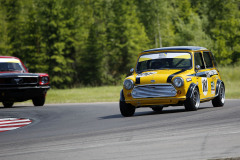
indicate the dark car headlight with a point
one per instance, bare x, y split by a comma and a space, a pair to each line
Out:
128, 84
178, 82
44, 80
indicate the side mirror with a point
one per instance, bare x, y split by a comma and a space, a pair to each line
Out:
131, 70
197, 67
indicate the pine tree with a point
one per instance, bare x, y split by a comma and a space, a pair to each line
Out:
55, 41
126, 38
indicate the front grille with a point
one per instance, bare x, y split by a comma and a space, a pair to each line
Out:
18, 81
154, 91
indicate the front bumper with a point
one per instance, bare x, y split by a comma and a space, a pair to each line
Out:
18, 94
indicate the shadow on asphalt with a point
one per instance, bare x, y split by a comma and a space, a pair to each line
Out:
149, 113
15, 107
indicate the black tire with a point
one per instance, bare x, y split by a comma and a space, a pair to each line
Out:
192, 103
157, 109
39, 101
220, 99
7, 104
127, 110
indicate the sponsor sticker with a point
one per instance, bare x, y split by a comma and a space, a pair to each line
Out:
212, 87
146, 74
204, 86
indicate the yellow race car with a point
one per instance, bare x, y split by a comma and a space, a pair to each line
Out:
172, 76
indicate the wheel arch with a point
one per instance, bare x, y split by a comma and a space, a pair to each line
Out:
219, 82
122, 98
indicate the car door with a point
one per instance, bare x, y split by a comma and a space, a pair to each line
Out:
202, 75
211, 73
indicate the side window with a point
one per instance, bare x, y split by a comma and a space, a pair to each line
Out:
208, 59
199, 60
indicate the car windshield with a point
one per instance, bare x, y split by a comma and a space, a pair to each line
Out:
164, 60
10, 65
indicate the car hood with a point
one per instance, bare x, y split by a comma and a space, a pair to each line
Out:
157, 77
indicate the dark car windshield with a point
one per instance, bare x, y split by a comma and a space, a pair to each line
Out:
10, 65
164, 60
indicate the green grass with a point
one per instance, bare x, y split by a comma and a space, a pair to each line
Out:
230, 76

> _Requirement_: Go through the listing above and find each line containing the string "side"; copy those lines.

> _Solution to this task_:
indicate the side mirror with a point
indicate the side window with a point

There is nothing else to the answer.